▶ _EXCERPTED TEXT_:

We have failed. And we have been failed.
I mean we, us, the broad we, the peace (or, if you prefer, antiwar) movement we, the social justice movement we. I don’t necessarily mean on any particular issue or any particular bill, but overall. We have failed through lack of courage and love of comfort, by preferring accommodation to action and concession to contention. Even in “victory,” the underlying failure is visible.
As you may realize, I’m referring in that last sentence to the debate, if you can call it that, over the Protect America Act, or PAA (an appropriate acronym, one pronounced "pah", defined as an interjection “used to express disgust or irritation”). That’s the debate that saw the Really Big Victory of Senate Democrats shooting down a GOPper cloture motion designed to block any discussion of any amendments. Yes, Victory! Hooray! Cake and ice cream all around!
Except -
Except that as Glenn Greenwald rather forcibly pointed out,
[t]he only reason Democrats were able to hold their caucus together today to filibuster is because The Senators were offended that their inalienable Senatorial Right to vote on amendments was deprived by the GOP's premature Cloture Motion.That is, this had nothing to do with concern over telcom immunity or spying on citizens or justifying criminality after the fact or any reluctance to put more and more power in BushCo.’s hands or any other reasonable or worthy cause. It was a fit of pique. If cloture had not been filed “prematurely,” Harry “I really am opposed to immunity, I swear” Reid likely would have had a quick series of up-or-down votes on various amendments which in each case majorities of Senators would happily vote down in an attempt to push through a Bush-pleasing bill as quickly as possible.

▶ _DATA PROVIDED_:
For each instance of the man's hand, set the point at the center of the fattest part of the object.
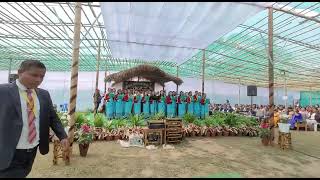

▶ _INSTRUCTION 1_:
Answer these from the piece on the Protect America Act debate:
(a) How does the piece say the acronym PAA is defined when read as "pah"?
(b) Which group shot down the cloture motion?
(c) Who is named as having forcibly pointed out why Democrats were able to hold their caucus together?
▶ _INSTRUCTION 2_:
Translate this sentence from the piece on the Protect America Act debate into Spanish: "We have failed through lack of courage and love of comfort, by preferring accommodation to action and concession to contention."

▶ _EXERCISE RESPONSE 1_:
(a) As an interjection "used to express disgust or irritation."
(b) Senate Democrats.
(c) Glenn Greenwald.

▶ _EXERCISE RESPONSE 2_:
Hemos fracasado por falta de valor y por amor a la comodidad, al preferir el acomodo a la acción y la concesión a la confrontación.